Document excerpt:
□ □ □

Arguments passed to or from other methods.

- t, f
The t or the F statistics.

- squared
Return Cohen's

*f*or Cohen's*f*-squared?

## Value

A data frame with the effect size(s) between 0-1 (`Eta2_partial`

,
`Epsilon2_partial`

, `Omega2_partial`

, `Cohens_f_partial`

or
`Cohens_f2_partial`

), and their CIs (`CI_low`

and `CI_high`

). (Note that
for \(\omega_p^2\) and \(\epsilon_p^2\) it is possible to compute a
negative number; even though this doesn't make any practical sense, it is
recommended to report the negative number and not a 0).

## Details

These functions use the following formulae:

$$\eta_p^2 = \frac{F \times df_{num}}{F \times df_{num} + df_{den}}$$

$$\epsilon_p^2 = \frac{(F - 1) \times df_{num}}{F \times df_{num} + df_{den}}$$

$$\omega_p^2 = \frac{(F - 1) \times df_{num}}{F \times df_{num} + df_{den} + 1}$$

$$f_p = \sqrt{\frac{\eta_p^2}{1-\eta_p^2}}$$

For *t*, the conversion is based on the equality of \(t^2 = F\) when \(df_{num}=1\).

### Choosing an Un-Biased Estimate

Both Omega and Epsilon are unbiased estimators of the population Eta. But which to choose? Though Omega is the more popular choice, it should be noted that:

The formula given above for Omega is only an approximation for complex designs.

Epsilon has been found to be less biased (Carroll & Nordholm, 1975).

## Confidence (Compatibility) Intervals (CIs)

Unless stated otherwise, confidence (compatibility) intervals (CIs) are
estimated using the noncentrality parameter method (also called the "pivot
method"). This method finds the noncentrality parameter ("*ncp*") of a
noncentral *t*, *F*, or \(\chi^2\) distribution that places the observed
*t*, *F*, or \(\chi^2\) test statistic at the desired probability point of
the distribution. For example, if the observed *t* statistic is 2.0, with 50
degrees of freedom, for which cumulative noncentral *t* distribution is *t* =
2.0 the .025 quantile (answer: the noncentral *t* distribution with *ncp* =
.04)? After estimating these confidence bounds on the *ncp*, they are
converted into the effect size metric to obtain a confidence interval for the
effect size (Steiger, 2004).

For additional details on estimation and troubleshooting, see effectsize_CIs.

## CIs and Significance Tests

"Confidence intervals on measures of effect size convey all the information
in a hypothesis test, and more." (Steiger, 2004). Confidence (compatibility)

□ □ □

Record set:
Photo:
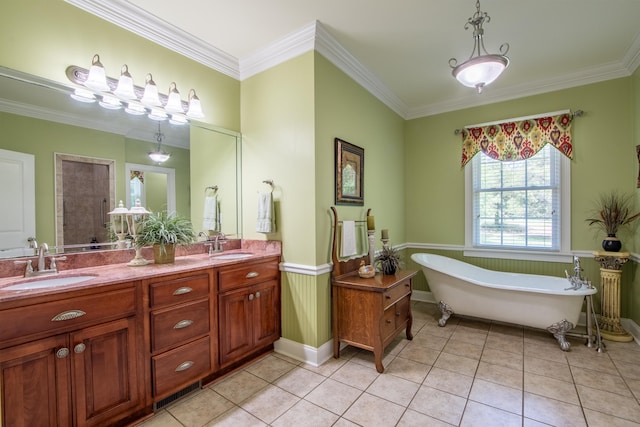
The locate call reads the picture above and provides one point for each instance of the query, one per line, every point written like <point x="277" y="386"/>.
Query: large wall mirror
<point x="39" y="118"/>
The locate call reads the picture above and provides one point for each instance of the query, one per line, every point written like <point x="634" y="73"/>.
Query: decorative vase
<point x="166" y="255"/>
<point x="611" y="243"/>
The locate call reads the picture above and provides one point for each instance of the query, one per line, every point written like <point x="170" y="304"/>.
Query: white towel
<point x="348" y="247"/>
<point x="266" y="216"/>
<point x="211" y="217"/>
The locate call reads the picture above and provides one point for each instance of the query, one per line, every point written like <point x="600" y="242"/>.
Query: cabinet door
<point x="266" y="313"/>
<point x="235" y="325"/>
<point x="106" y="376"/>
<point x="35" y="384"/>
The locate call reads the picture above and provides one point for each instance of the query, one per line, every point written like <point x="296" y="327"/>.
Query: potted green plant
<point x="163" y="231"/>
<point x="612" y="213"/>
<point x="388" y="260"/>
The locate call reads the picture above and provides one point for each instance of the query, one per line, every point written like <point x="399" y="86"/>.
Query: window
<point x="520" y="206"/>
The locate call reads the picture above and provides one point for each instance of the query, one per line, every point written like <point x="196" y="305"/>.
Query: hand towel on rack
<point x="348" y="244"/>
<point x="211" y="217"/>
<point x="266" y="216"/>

□ □ □

Exercise aim: According to the effect size documentation excerpt, what is recommended when the computed partial omega squared or partial epsilon squared is a negative number?

Reply to the exercise: Report the negative number rather than a 0.